**EXERCISE DESCRIPTION**
Your task is to return the span of lines beginning at the one with "Where can you spot the street" and ending at the last line of the data, exactly as it stands.

**EXTRACTED INFORMATION**
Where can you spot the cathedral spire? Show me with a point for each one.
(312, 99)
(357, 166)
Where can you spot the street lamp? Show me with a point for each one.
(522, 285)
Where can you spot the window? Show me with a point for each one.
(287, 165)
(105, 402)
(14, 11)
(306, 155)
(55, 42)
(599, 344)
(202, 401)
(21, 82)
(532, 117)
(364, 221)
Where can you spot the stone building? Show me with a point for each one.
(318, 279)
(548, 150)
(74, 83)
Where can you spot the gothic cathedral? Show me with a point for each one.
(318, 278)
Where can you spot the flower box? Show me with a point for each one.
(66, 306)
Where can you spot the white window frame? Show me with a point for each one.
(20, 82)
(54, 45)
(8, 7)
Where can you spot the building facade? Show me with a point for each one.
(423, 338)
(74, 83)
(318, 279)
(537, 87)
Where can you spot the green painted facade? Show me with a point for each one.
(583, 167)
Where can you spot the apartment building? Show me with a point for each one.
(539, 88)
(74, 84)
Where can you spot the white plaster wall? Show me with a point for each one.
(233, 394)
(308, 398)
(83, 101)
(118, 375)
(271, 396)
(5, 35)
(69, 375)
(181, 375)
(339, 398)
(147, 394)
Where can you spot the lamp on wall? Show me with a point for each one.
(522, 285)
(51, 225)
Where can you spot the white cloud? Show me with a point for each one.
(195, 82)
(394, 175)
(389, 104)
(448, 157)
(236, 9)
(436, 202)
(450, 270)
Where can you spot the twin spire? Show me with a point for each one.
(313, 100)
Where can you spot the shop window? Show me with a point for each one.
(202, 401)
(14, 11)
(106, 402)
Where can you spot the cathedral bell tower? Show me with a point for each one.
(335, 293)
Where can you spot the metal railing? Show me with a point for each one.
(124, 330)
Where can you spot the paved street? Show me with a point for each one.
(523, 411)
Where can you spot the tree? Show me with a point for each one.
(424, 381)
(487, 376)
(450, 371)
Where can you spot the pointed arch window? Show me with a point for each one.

**ANSWER TO THE TASK**
Where can you spot the street lamp? Show me with a point for each one.
(522, 285)
Where can you spot the window? Show me with a point for each one.
(287, 165)
(105, 402)
(14, 11)
(306, 155)
(55, 42)
(599, 344)
(202, 401)
(21, 82)
(532, 117)
(364, 221)
Where can you spot the stone building? Show me with a point for each one.
(318, 279)
(548, 150)
(74, 83)
Where can you spot the gothic cathedral? Show me with a point for each one.
(318, 278)
Where can you spot the flower box? Show me with a point for each one.
(66, 306)
Where can you spot the white window frame? Show me with a point for each one.
(20, 82)
(54, 45)
(8, 7)
Where can you spot the building facade? Show me with a point for each one.
(423, 338)
(74, 83)
(318, 279)
(537, 87)
Where can you spot the green painted facade? Show me with a point for each one.
(583, 167)
Where can you spot the apartment building? Show me with a point for each one.
(539, 88)
(74, 84)
Where can you spot the white plaster wall? Show me with a point for each one.
(233, 394)
(308, 398)
(83, 101)
(118, 375)
(271, 396)
(5, 35)
(69, 375)
(181, 375)
(339, 398)
(147, 394)
Where can you spot the lamp on wall? Show me with a point for each one.
(522, 285)
(51, 225)
Where can you spot the white cloud? Show me with a point for each one.
(195, 82)
(394, 175)
(389, 104)
(448, 157)
(236, 9)
(436, 202)
(450, 270)
Where can you spot the twin spire? Show me with a point for each one.
(313, 100)
Where can you spot the shop window? Show me with a point for each one.
(202, 401)
(14, 11)
(106, 402)
Where can you spot the cathedral bell tower? Show me with a point for each one.
(335, 293)
Where can you spot the metal railing? Show me with a point for each one.
(124, 330)
Where can you spot the paved street? Show me with a point for each one.
(523, 411)
Where can you spot the tree? Show me with a point for each one.
(424, 381)
(487, 376)
(450, 371)
Where can you spot the pointed arch window? Show me with a point for each one.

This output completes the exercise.